I Have Tri’d

I don’t know why this post has been so hard for me to write. I have sat down many times…and nothing.

This “race” was different for me.

In the past, I have gone into races feeling prepared. Not always completely prepared, but I knew I would finish. At some point. I have been lucky in that running has come pretty easy. I have been able to set goals and meet them. This tri…

I set goals. I had a plan. And then, life got in the way. I went back to work. I lost my primetime training time. My bike broke. With all the challenges, I lost my confidence. I went into this race day, scared, nervous, and completely unsure. I had no idea what to expect. I feared the water. We received an e-mail the night before letting us know the swim portion may be cancelled all together due to questionable water test results. I later feared death as I inadvertently swallowed some of the lake water.

A bundle of nerves, I arrived much earlier than anticipated. I couldn’t sleep so I figured I would head on over. Luckily, I ended up parking right next to one of my partners in tri crime. We ventured over to the transition area. We had no idea what we were doing and followed the lead of others who looked to know what they were doing. We laid out our gear, hung up our bikes, and chatted.

As time passed, we prepared for the swim. Only to hear that the start would be delayed ten minutes. Okay. Time to use the restroom. And then another twenty-minute delay. And then another. And then another. ONE HOUR later, the first wave was finally preparing to hit the swim. Road work forced the race staff to re-route the bike route which caused an overall hour delay in the entire race.

As we finally set foot in the water, I was confronted with seaweed. It’s a texture thing. It’s slimy. And gross. And I just don’t like it. At all. I realize it won’t eat me. Or kill me. But it will touch me. And it did.

I wasn’t prepared for the swim. For the mass start. For the head kicks and body shoves. For the massive amounts of water I would swallow just trying to find a space to fully stroke forward. I simply did all I could to finish. It wasn’t pretty. It wasn’t fast.

_Dataset records_.
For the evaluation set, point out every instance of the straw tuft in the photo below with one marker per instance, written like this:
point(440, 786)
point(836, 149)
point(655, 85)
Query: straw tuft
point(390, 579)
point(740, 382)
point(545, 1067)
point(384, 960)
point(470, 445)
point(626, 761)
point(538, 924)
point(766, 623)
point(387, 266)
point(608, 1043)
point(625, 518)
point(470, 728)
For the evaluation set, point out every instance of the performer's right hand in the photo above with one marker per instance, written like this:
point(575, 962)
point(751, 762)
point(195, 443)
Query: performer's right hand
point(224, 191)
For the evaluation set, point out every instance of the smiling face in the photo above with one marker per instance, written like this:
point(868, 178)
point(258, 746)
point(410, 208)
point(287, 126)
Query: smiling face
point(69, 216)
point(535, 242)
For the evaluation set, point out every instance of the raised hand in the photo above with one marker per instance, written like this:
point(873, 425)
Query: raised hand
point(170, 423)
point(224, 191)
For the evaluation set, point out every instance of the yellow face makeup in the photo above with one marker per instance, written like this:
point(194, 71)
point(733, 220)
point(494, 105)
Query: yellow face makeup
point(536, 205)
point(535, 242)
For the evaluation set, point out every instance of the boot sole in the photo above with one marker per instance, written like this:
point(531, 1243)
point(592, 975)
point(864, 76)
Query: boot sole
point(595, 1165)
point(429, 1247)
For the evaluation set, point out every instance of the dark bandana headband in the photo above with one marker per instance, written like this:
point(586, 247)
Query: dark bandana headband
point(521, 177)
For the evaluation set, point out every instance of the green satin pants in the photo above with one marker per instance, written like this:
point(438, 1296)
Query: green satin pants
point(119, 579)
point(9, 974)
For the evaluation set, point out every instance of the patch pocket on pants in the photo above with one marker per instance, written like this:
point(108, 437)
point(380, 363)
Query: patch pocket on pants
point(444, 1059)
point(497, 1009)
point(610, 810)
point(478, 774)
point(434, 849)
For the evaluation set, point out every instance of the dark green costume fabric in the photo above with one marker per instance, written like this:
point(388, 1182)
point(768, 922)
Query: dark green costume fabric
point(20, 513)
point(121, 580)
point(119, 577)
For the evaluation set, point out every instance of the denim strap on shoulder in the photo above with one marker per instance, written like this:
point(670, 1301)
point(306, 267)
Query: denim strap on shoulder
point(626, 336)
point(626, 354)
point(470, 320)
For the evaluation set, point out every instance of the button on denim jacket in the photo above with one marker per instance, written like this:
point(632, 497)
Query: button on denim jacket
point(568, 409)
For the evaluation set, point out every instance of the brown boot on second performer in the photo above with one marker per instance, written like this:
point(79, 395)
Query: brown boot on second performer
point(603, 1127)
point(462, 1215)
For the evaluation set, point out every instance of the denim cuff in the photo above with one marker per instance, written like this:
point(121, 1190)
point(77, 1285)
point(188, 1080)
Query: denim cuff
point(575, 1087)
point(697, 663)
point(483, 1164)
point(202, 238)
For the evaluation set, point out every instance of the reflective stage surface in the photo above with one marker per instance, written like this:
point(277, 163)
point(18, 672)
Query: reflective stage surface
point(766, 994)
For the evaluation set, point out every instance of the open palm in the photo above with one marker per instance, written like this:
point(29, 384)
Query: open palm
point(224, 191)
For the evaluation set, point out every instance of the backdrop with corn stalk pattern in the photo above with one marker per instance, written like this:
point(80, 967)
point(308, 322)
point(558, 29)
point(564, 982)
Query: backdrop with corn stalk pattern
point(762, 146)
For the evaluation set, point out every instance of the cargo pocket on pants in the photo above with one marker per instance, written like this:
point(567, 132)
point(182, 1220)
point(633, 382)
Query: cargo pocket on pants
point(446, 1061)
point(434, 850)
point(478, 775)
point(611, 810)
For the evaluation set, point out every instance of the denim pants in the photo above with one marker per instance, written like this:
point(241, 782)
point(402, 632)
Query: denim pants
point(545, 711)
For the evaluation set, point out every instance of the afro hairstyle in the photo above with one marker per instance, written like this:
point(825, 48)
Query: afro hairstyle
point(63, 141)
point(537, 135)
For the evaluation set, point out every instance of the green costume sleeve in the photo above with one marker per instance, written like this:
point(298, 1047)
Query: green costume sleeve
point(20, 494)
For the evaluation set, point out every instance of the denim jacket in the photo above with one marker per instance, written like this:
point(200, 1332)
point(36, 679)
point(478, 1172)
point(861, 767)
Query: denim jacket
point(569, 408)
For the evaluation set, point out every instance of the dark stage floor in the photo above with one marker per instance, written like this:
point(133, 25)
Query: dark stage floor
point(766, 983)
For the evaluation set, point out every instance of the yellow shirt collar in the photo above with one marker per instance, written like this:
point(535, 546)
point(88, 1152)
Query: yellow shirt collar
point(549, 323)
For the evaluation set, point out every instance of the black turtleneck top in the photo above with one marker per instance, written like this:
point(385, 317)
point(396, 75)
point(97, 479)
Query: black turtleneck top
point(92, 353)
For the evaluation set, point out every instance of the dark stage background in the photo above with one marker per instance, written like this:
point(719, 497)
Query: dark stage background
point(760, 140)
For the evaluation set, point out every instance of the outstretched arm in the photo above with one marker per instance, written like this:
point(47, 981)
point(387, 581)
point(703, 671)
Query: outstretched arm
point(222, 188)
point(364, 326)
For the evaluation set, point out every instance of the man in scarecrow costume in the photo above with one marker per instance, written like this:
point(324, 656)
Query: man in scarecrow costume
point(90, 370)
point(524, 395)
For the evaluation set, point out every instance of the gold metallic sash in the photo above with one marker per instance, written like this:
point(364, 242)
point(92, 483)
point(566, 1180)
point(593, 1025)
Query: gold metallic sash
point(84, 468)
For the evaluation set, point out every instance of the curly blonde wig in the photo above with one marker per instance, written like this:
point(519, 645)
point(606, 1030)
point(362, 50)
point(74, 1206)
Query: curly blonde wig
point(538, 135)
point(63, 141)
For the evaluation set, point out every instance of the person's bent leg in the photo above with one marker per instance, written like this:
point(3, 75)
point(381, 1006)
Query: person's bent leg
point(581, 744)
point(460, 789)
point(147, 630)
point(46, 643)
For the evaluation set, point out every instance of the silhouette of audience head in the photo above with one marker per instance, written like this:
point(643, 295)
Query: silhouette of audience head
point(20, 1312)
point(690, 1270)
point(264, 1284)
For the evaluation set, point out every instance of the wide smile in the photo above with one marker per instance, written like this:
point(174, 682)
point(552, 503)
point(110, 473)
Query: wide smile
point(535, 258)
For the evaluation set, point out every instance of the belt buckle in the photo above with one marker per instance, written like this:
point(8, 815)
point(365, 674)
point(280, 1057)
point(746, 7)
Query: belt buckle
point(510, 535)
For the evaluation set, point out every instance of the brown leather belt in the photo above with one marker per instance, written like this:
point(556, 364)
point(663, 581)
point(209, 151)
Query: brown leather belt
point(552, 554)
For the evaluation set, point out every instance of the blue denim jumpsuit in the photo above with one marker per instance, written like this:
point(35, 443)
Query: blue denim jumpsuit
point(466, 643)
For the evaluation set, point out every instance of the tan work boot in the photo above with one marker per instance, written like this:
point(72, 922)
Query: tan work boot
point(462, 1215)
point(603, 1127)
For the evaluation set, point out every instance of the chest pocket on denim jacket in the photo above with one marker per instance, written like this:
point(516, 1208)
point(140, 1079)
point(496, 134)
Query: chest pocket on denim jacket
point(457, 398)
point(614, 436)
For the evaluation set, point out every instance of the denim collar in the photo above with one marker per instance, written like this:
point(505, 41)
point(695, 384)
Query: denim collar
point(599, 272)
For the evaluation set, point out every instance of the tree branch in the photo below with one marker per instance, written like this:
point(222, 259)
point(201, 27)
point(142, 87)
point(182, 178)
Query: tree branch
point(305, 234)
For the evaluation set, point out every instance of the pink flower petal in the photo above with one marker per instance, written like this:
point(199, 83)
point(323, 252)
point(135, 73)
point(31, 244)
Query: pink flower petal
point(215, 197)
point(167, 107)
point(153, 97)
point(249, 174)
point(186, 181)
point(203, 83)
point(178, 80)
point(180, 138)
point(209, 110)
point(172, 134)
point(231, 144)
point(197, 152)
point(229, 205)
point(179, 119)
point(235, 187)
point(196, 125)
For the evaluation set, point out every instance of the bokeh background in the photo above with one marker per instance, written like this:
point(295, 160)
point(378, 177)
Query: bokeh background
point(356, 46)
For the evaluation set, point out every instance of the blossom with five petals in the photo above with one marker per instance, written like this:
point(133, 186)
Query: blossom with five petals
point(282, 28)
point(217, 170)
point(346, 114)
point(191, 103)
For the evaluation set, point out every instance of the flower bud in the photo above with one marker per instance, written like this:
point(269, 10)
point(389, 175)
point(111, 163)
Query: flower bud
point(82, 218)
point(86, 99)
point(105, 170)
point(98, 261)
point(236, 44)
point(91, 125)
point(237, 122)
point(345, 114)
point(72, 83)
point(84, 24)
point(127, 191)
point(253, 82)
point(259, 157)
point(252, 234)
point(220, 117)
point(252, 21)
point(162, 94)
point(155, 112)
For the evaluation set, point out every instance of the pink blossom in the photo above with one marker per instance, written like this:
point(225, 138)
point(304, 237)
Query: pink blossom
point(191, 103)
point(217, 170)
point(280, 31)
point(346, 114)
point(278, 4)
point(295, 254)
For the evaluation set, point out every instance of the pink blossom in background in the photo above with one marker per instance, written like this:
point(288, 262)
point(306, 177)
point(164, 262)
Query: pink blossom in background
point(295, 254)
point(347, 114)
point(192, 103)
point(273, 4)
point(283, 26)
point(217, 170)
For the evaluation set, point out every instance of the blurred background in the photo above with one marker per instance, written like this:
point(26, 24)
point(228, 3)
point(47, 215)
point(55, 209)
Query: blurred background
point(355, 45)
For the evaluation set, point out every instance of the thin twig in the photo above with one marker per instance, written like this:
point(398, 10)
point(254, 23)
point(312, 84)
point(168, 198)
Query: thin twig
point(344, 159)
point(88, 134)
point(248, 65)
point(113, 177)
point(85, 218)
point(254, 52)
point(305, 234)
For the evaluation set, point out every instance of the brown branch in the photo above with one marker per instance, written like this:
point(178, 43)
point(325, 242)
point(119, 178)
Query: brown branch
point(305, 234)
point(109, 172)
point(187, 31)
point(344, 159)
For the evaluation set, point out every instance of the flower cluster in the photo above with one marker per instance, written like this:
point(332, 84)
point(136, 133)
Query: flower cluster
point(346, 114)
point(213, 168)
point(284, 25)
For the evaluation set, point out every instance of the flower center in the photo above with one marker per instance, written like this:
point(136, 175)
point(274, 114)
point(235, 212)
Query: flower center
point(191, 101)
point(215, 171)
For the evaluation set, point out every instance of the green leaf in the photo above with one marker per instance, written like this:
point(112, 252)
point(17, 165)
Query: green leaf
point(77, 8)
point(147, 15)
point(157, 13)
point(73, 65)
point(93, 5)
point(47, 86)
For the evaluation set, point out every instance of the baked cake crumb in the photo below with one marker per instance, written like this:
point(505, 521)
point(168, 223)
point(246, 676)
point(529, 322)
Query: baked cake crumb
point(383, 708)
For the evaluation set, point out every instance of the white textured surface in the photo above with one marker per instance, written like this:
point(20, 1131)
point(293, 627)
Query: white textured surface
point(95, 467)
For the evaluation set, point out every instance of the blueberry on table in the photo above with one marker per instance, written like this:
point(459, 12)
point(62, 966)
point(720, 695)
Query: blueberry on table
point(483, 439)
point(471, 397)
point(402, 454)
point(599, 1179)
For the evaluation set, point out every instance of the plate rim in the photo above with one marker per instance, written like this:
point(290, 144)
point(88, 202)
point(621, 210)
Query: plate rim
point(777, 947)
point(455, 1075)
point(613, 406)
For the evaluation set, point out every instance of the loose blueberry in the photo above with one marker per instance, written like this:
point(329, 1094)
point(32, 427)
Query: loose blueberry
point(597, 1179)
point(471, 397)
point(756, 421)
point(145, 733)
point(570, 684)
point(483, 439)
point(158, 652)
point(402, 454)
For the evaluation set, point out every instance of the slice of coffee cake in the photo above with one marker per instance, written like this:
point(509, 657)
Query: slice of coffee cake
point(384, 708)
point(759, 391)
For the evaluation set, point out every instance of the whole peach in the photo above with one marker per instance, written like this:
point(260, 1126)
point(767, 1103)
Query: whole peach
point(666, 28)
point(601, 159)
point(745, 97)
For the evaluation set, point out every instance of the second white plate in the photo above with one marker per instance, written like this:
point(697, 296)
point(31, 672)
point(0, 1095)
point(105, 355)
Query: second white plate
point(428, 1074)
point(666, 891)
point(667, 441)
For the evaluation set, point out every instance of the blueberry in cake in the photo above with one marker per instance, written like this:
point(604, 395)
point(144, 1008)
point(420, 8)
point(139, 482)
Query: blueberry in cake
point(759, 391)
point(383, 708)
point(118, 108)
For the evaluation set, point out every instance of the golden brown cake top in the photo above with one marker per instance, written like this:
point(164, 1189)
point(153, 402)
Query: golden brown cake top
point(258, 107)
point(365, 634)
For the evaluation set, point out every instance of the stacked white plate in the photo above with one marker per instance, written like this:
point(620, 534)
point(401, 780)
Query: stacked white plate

_DIRECTIVE 1_.
Write out the triathlon post's wording, everything from "As time passed, we" down to "It wasn’t fast.".
_DIRECTIVE 2_.
According to the triathlon post, what caused the hour-long delay in the entire race?
Rely on the triathlon post alone, not the data.

_RIGHT ANSWER 1_.
As time passed, we prepared for the swim. Only to hear that the start would be delayed ten minutes. Okay. Time to use the restroom. And then another twenty-minute delay. And then another. And then another. ONE HOUR later, the first wave was finally preparing to hit the swim. Road work forced the race staff to re-route the bike route which caused an overall hour delay in the entire race.

As we finally set foot in the water, I was confronted with seaweed. It’s a texture thing. It’s slimy. And gross. And I just don’t like it. At all. I realize it won’t eat me. Or kill me. But it will touch me. And it did.

I wasn’t prepared for the swim. For the mass start. For the head kicks and body shoves. For the massive amounts of water I would swallow just trying to find a space to fully stroke forward. I simply did all I could to finish. It wasn’t pretty. It wasn’t fast.

_RIGHT ANSWER 2_.
Road work forced the race staff to re-route the bike route.